* **Auszug**:
____

Väter und Töchter haben ja oft mehr gemeinsam, als es den Töchtern (zumindest in Teenager-Trotzphasen) manchmal lieb ist. Bei meinem Papa und mir ist das auch so. Eines gehört aber definitiv nicht dazu: Während ich mit meinen Freunden aus der Schulzeit entweder gar nichts mehr zu tun habe oder sich unser Kontakt weitgehend auf Facebook beschränkt, zieht es den Herrn Papa Woche für Woche zum Heurigen, um dort Freunde zu treffen, mit denen er großteils schon einen Teil seiner Kindheit verbracht hat.
Eine Antwort auf die Frage, wie sich Freundschaften über so viele Jahrzehnte halten können, habe ich bis heute nicht gefunden, dafür kenne ich jetzt eine Geschichte, die damit zu tun hat. Irgendwann vor einigen Wochen sitzen meine Eltern und ich zusammen, als mein Papa plötzlich etwas loswerden will. Eine Bitte hätte er an mich. Ein gewisser Norbert Tischelmayer hätte ihn kontaktiert. Ein Mann, den er seit seiner Zeit als Lehrling nicht mehr gesehen hat. Inzwischen hätten sie sich getroffen und Norbert hätte ihm von seinem Vorhaben erzählt, ein Treffen zu organisieren. Und zwar ein Wiedersehen jener Leute, mit denen ihn und meinen Papa eine gemeinsame Zeit im Franz-Domes-Lehrlingsheim verbindet. Eine schöne Zeit, wie beide immer wieder betonen.

____

* **Bereitgestellte Auflistung**:
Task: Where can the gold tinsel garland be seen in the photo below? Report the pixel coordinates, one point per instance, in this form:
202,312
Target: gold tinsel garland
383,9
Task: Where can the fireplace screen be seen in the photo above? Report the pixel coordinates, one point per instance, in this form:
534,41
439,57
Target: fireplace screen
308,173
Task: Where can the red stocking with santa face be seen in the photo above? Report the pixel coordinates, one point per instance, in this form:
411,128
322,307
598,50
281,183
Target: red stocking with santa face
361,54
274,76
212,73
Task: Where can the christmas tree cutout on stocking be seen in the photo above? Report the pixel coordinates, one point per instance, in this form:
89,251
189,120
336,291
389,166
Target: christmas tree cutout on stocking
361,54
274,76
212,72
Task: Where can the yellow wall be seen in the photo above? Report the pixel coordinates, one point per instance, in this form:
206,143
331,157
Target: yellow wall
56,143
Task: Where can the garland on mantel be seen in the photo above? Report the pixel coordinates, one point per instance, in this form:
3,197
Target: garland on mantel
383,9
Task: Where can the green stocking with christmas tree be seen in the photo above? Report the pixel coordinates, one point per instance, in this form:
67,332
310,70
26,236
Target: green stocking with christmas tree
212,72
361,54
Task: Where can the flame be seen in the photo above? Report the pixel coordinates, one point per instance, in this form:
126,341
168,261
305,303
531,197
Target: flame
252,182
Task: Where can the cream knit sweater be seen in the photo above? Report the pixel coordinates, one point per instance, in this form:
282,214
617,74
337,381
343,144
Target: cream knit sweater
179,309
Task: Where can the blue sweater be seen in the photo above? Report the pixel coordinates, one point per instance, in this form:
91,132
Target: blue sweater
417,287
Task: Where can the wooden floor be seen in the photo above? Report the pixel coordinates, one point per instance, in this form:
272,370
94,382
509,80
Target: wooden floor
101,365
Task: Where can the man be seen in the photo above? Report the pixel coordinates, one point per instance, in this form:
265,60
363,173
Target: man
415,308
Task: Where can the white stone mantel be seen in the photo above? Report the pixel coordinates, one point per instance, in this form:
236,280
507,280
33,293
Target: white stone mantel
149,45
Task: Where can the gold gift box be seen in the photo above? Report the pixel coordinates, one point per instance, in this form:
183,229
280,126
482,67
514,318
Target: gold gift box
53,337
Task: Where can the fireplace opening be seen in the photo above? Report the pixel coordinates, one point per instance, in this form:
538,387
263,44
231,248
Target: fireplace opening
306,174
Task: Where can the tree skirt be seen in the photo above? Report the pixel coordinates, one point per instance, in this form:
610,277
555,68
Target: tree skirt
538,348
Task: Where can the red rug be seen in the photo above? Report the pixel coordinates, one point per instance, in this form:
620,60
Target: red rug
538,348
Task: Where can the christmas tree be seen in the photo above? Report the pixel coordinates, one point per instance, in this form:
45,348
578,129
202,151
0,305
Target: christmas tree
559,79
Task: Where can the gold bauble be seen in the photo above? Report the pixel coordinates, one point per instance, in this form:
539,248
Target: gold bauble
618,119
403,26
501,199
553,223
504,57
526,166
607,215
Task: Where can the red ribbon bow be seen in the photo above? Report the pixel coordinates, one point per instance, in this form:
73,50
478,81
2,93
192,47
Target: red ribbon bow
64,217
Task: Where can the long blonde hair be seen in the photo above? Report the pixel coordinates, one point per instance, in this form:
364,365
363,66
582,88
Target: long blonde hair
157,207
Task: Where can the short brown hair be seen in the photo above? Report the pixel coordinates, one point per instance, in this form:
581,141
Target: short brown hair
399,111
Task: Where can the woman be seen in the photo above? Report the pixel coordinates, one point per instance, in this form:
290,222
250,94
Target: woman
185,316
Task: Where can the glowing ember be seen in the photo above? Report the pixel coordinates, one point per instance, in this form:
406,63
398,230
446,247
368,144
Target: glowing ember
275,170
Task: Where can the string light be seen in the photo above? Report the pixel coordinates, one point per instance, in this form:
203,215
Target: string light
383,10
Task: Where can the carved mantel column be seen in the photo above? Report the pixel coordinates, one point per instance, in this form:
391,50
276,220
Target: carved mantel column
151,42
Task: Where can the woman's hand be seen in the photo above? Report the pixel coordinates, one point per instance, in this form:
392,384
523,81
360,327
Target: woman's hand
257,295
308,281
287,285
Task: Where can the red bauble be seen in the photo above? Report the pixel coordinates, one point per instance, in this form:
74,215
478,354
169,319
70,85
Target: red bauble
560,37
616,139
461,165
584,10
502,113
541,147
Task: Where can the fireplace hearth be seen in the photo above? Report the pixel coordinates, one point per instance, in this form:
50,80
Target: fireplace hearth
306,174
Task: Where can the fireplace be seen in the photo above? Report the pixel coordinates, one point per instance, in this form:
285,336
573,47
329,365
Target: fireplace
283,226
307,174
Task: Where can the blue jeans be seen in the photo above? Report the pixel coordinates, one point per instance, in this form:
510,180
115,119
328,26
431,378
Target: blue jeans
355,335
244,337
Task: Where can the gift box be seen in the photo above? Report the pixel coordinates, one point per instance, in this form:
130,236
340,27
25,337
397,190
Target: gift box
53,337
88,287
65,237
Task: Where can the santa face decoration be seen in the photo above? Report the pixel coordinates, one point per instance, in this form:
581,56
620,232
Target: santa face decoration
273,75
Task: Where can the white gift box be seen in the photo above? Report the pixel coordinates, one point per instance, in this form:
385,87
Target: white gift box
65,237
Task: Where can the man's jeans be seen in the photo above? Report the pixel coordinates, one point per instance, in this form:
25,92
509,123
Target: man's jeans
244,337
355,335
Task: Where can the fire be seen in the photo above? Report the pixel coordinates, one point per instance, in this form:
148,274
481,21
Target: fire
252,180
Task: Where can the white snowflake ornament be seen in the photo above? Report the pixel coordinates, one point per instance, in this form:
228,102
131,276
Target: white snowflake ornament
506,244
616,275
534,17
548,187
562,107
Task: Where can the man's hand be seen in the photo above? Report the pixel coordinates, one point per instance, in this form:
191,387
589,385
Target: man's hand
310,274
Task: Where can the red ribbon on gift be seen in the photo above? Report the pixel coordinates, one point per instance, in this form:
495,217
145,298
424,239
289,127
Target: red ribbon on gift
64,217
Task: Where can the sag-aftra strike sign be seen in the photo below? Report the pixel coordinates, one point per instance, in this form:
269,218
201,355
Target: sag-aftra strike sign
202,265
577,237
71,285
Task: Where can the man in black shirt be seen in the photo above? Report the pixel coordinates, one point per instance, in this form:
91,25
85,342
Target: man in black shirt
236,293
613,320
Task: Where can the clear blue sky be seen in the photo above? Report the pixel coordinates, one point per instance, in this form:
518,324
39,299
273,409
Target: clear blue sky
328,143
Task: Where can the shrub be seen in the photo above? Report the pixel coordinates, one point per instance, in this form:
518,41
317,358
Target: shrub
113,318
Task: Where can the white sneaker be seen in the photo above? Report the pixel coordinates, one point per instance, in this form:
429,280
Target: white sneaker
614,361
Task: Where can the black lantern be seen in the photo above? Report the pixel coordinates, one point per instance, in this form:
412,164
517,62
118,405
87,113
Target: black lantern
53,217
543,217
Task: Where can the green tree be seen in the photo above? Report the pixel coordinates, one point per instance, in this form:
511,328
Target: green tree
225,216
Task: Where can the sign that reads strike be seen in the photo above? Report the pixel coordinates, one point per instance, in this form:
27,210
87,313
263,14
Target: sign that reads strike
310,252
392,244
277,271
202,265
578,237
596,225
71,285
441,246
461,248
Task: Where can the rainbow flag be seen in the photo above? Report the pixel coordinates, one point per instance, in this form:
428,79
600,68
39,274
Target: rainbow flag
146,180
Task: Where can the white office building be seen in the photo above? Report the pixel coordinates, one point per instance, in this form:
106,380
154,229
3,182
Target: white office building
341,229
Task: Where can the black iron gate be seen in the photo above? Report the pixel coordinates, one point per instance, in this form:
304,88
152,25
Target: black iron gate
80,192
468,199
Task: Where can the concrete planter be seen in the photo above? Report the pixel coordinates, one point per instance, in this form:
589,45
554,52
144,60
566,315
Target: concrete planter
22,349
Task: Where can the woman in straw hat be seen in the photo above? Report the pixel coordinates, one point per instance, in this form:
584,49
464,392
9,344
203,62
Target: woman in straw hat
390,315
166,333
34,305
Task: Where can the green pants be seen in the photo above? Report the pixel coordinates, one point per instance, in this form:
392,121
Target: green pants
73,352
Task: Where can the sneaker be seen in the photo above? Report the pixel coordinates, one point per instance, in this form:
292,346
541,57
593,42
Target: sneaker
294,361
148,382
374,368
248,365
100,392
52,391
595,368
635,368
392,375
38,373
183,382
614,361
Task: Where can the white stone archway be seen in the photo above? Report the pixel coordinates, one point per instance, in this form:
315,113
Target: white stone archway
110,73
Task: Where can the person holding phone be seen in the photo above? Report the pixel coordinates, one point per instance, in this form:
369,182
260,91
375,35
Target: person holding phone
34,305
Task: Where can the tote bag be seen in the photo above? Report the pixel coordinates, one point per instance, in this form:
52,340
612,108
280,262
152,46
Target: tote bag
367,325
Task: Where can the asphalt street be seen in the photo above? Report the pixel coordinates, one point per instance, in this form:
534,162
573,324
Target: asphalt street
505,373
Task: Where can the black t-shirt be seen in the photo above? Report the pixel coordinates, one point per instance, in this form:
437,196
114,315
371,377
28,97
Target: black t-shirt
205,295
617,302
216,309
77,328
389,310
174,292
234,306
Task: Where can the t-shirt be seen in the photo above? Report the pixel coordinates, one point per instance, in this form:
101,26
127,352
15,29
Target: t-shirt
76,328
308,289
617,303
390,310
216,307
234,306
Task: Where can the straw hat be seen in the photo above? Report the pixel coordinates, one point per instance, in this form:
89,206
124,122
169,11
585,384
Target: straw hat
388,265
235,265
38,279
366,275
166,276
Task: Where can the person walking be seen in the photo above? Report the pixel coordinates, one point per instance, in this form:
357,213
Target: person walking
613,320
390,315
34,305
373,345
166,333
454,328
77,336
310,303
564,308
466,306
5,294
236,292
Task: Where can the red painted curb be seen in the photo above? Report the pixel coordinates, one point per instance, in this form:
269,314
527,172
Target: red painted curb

____

* **Aufgabenliste**:
**a.** In welchem Lehrlingsheim haben Norbert Tischelmayer und der Vater laut dem Auszug eine gemeinsame Zeit verbracht?
**b.** Übertragen Sie wortgetreu den Abschnitt des Auszugs, der mit „Väter und Töchter“ beginnt und sich bis einschließlich „Kindheit verbracht hat.“ erstreckt.
Für die Bearbeitung wird die Auflistung nicht benötigt.

* **Erwartete Ausgaben**:
**a.** Im Franz-Domes-Lehrlingsheim.

**b.**
Väter und Töchter haben ja oft mehr gemeinsam, als es den Töchtern (zumindest in Teenager-Trotzphasen) manchmal lieb ist. Bei meinem Papa und mir ist das auch so. Eines gehört aber definitiv nicht dazu: Während ich mit meinen Freunden aus der Schulzeit entweder gar nichts mehr zu tun habe oder sich unser Kontakt weitgehend auf Facebook beschränkt, zieht es den Herrn Papa Woche für Woche zum Heurigen, um dort Freunde zu treffen, mit denen er großteils schon einen Teil seiner Kindheit verbracht hat.